# WRITTEN TASK
Transcribe all of the data below verbatim, preserving every line in its original order.

# DATA ROWS

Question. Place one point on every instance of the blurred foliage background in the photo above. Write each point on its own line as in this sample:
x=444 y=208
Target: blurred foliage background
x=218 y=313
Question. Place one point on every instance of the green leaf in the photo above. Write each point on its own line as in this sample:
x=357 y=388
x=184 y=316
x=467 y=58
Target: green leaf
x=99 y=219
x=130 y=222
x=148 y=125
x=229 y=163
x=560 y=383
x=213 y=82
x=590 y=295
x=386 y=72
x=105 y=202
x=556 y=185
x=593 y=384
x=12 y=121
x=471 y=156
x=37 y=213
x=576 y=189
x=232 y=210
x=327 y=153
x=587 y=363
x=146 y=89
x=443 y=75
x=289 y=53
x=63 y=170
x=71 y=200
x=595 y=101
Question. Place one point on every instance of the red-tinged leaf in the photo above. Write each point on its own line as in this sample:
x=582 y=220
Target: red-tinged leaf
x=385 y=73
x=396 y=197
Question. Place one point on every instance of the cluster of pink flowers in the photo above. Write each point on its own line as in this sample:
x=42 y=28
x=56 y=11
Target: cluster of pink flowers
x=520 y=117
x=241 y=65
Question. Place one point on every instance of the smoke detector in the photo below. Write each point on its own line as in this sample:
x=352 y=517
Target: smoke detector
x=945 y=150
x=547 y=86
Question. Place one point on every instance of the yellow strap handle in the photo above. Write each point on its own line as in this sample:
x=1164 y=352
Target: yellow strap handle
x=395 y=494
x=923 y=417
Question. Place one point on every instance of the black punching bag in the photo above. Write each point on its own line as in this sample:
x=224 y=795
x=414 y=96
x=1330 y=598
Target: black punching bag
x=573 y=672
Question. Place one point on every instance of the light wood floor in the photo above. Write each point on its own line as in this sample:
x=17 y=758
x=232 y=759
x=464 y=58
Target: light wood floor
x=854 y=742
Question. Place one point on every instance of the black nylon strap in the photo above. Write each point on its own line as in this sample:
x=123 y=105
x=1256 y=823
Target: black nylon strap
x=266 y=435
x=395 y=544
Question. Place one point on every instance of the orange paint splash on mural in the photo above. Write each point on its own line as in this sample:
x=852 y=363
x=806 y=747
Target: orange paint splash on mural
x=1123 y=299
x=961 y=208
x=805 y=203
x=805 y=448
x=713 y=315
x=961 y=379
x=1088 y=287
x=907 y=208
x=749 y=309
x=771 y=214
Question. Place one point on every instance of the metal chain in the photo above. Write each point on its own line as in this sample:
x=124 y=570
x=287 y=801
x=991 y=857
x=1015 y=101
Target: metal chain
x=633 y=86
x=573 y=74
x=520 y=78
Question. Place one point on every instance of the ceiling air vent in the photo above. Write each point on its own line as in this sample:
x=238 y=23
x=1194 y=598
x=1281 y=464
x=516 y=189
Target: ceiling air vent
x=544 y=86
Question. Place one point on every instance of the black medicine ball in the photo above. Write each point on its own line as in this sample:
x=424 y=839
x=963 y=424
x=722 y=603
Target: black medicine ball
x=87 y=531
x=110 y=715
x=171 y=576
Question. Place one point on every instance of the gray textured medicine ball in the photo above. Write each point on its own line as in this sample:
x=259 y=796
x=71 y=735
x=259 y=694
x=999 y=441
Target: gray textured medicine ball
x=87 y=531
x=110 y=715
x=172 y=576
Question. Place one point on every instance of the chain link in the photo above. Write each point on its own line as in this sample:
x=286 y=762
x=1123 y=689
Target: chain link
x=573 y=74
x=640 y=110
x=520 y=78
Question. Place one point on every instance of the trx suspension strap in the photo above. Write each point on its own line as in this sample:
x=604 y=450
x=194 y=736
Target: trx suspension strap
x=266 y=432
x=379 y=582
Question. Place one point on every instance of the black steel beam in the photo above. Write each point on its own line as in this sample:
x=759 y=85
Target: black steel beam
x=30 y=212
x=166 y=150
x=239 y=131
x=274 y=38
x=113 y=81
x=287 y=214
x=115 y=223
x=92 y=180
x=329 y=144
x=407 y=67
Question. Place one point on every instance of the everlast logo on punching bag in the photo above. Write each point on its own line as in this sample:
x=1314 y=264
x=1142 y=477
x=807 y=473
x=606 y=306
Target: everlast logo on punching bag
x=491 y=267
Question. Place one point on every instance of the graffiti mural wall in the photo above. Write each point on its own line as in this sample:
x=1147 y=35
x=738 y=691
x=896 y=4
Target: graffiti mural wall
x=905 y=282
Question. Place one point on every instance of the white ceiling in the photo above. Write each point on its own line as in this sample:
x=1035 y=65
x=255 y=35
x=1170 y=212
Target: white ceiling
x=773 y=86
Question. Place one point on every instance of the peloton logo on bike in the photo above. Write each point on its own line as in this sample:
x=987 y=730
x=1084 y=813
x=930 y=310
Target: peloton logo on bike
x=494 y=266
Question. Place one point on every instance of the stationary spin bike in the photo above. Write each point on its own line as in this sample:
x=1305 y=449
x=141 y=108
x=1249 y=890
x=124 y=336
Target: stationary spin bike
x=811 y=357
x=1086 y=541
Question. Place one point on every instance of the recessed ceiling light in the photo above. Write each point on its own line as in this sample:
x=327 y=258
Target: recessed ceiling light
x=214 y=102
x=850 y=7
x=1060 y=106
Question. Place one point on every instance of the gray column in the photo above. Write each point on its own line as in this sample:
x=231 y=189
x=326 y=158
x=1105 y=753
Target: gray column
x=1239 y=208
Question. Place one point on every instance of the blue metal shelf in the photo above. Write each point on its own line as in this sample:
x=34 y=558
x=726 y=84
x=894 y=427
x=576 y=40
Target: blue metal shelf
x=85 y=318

# CORRECT RESULT
Question. Place one point on every instance of the blurred foliage background in the photo above. Write each point on its own line as in this sample:
x=444 y=208
Target: blurred foliage background
x=218 y=313
Question. Place one point on every instance of the green leaf in the photo above. Write each point on its own line as in this sample:
x=357 y=388
x=184 y=316
x=467 y=58
Target: green leaf
x=99 y=219
x=130 y=222
x=148 y=125
x=229 y=163
x=560 y=383
x=213 y=82
x=590 y=295
x=386 y=72
x=105 y=202
x=556 y=185
x=593 y=384
x=12 y=121
x=471 y=156
x=37 y=213
x=576 y=189
x=232 y=210
x=327 y=153
x=587 y=363
x=146 y=89
x=443 y=75
x=289 y=53
x=63 y=170
x=71 y=200
x=595 y=101
Question. Place one point on every instance of the red-tinged leaf in the photo above. Write each point on its own line as in this sample:
x=582 y=220
Target: red-tinged leaf
x=385 y=73
x=396 y=197
Question. Place one point on every instance of the cluster of pink flowers in the photo above. Write each point on its own line as in this sample:
x=42 y=28
x=56 y=11
Target: cluster of pink flowers
x=520 y=117
x=241 y=65
Question. Place one point on every instance of the smoke detector in the photo below. Write each point on its own line as in this sample:
x=352 y=517
Target: smoke detector
x=945 y=150
x=547 y=86
Question. Place one point on every instance of the yellow strap handle in the photo above. Write each point on its own line as in this sample:
x=1164 y=352
Target: yellow strap handle
x=395 y=494
x=923 y=417
Question. Place one point on every instance of the black punching bag in the photo above. Write each point on its own line as in this sample:
x=224 y=795
x=414 y=96
x=1330 y=598
Target: black punching bag
x=573 y=672
Question. Place one point on every instance of the light wood floor in the photo above. Write each point on its own line as in this sample:
x=17 y=758
x=232 y=759
x=464 y=58
Target: light wood floor
x=854 y=742
Question. Place one point on every instance of the black nylon strap in the photo above. Write each point on its own line as in this sample:
x=123 y=105
x=1256 y=823
Target: black nylon strap
x=266 y=435
x=395 y=544
Question. Place one point on every instance of the orange paint splash on mural in the photo above. Write each point on its own line as in this sample:
x=852 y=363
x=806 y=747
Target: orange paint splash on mural
x=1123 y=299
x=961 y=208
x=805 y=203
x=805 y=448
x=713 y=315
x=961 y=379
x=1088 y=287
x=907 y=208
x=749 y=309
x=771 y=214
Question. Place one point on every instance of the metal chain in the photo above. Write each point on its own line as in this sample:
x=124 y=570
x=287 y=801
x=991 y=857
x=1015 y=101
Target: metal chain
x=633 y=86
x=573 y=74
x=520 y=78
Question. Place one point on every instance of the ceiling air vent in the photo above. Write each point on its own line as in this sample:
x=238 y=23
x=1194 y=598
x=1281 y=464
x=516 y=189
Target: ceiling air vent
x=544 y=86
Question. Place one point on every instance of the black medicine ball in the photo above. Write each point on its own line as in this sample:
x=424 y=839
x=963 y=424
x=722 y=603
Target: black medicine ball
x=87 y=531
x=110 y=715
x=171 y=576
Question. Place one point on every instance of the gray textured medicine ball in the photo above. Write each point on its own line as in this sample:
x=259 y=796
x=71 y=735
x=259 y=694
x=999 y=441
Target: gray textured medicine ball
x=87 y=531
x=110 y=715
x=172 y=576
Question. Place one point on every instance of the chain link in the photo above. Write each point on its own line as in this sample:
x=286 y=762
x=1123 y=689
Target: chain link
x=573 y=74
x=640 y=110
x=520 y=78
Question. Place one point on every instance of the trx suspension strap in the photo above. Write each point on its own line as in this sample:
x=604 y=450
x=194 y=736
Target: trx suspension strap
x=266 y=432
x=379 y=582
Question. Place one point on every instance of the black steel beam in the photo above. Write each point on its own line as in this sample:
x=759 y=85
Target: black steel beam
x=30 y=212
x=166 y=150
x=239 y=131
x=274 y=38
x=113 y=81
x=287 y=214
x=115 y=223
x=92 y=180
x=329 y=144
x=407 y=67
Question. Place one point on every instance of the everlast logo on punching bag in the photo above. Write each point on its own line as in this sample:
x=1314 y=264
x=1142 y=477
x=807 y=473
x=606 y=306
Target: everlast logo on punching bag
x=491 y=267
Question. Place one point on every instance of the graffiti mural wall in the photo above. Write each point on its own line as in this sample:
x=1147 y=35
x=738 y=691
x=896 y=4
Target: graffiti mural wall
x=905 y=282
Question. Place one point on every instance of the white ceiling in the photo above. Write each point on its own line as in this sample:
x=1035 y=65
x=255 y=35
x=1170 y=212
Target: white ceiling
x=773 y=86
Question. Place one point on every instance of the peloton logo on bike in the photo above. Write each point on its own line as in this sample:
x=987 y=730
x=1084 y=813
x=930 y=310
Target: peloton logo on bike
x=494 y=266
Question. Place one point on every instance of the stationary spin bike in the photo above. Write each point on its own line as in this sample:
x=1305 y=449
x=141 y=108
x=1249 y=890
x=124 y=336
Target: stationary spin bike
x=811 y=357
x=1086 y=541
Question. Place one point on every instance of the recessed ceiling light in the photo above. Write each point on its own line as in this sample:
x=327 y=258
Target: recessed ceiling light
x=214 y=102
x=850 y=7
x=1060 y=106
Question. Place one point on every instance of the gray column in the photo above. Write each point on its own line as in this sample:
x=231 y=189
x=326 y=158
x=1105 y=753
Target: gray column
x=1239 y=208
Question. Place one point on every instance of the blue metal shelf in the photo above. Write each point on its own line as in this sample:
x=34 y=558
x=726 y=84
x=894 y=427
x=576 y=40
Target: blue metal shelf
x=85 y=318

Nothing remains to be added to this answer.